— Directions —
Return every line of the material below without any alteration.

— Provided information —

####

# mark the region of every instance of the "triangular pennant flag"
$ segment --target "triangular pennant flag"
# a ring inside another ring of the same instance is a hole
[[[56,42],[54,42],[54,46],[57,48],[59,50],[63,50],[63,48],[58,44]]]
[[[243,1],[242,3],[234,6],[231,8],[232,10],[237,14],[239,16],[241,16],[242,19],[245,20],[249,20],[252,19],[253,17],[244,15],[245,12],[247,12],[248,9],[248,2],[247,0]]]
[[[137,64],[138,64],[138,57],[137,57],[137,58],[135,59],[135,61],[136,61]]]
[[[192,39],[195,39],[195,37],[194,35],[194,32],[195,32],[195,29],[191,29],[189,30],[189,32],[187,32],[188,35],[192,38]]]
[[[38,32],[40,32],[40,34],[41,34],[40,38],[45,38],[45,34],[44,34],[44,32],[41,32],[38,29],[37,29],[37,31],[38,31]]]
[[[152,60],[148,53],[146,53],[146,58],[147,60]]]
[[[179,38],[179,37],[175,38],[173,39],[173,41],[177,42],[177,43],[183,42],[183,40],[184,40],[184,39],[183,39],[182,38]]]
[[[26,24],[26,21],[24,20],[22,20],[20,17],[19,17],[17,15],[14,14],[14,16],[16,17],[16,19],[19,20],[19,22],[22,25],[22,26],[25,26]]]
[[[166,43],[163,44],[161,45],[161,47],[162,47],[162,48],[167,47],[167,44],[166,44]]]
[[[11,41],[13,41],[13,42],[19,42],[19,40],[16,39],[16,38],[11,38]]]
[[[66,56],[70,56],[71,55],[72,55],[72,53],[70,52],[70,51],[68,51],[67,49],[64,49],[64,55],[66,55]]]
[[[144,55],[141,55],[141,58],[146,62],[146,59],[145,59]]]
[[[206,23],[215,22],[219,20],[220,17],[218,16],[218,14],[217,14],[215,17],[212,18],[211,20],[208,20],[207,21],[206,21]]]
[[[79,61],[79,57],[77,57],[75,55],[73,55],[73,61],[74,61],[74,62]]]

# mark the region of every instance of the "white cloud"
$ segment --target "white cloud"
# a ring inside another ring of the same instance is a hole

####

— Written response —
# mark the region of every instance of the "triangular pennant flag"
$ segment --target "triangular pennant flag"
# a ring inside another ring of the same instance is a hole
[[[56,42],[54,42],[54,46],[57,48],[59,50],[63,50],[63,48],[58,44]]]
[[[243,1],[242,3],[234,6],[231,8],[232,10],[237,14],[239,16],[241,16],[242,19],[245,20],[249,20],[252,19],[253,17],[244,15],[245,12],[247,12],[248,9],[248,2],[247,0]]]
[[[137,64],[138,64],[138,57],[137,57],[137,58],[135,59],[135,61],[136,61]]]
[[[192,39],[195,39],[195,37],[194,35],[194,32],[195,32],[195,29],[191,29],[189,30],[189,32],[187,32],[188,35],[192,38]]]
[[[38,32],[40,32],[40,34],[41,34],[40,38],[45,38],[45,34],[44,34],[44,32],[41,32],[38,29],[37,29],[37,31],[38,31]]]
[[[152,60],[148,53],[146,53],[146,58],[147,60]]]
[[[179,38],[179,37],[175,38],[173,39],[173,41],[177,42],[177,43],[183,42],[183,40],[184,40],[184,39],[183,39],[182,38]]]
[[[26,24],[26,21],[24,20],[22,20],[20,17],[19,17],[17,15],[14,14],[14,16],[16,17],[16,19],[19,20],[19,22],[22,25],[22,26],[25,26]]]
[[[166,43],[163,44],[161,45],[161,47],[162,47],[162,48],[167,47],[167,44],[166,44]]]
[[[11,41],[13,41],[13,42],[19,42],[19,40],[16,39],[16,38],[11,38]]]
[[[66,56],[70,56],[71,55],[72,55],[72,53],[70,52],[70,51],[68,51],[67,49],[64,49],[64,55],[66,55]]]
[[[144,55],[141,55],[141,58],[146,62],[146,59],[145,59]]]
[[[206,23],[215,22],[219,20],[220,17],[218,16],[218,14],[217,14],[215,17],[212,18],[211,20],[208,20],[207,21],[206,21]]]
[[[79,61],[79,57],[77,57],[75,55],[73,55],[73,61],[74,61],[74,62]]]

# mark the region of every instance of the "white cloud"
$ segment --target "white cloud"
# a ring inside another ring of the same instance is a hole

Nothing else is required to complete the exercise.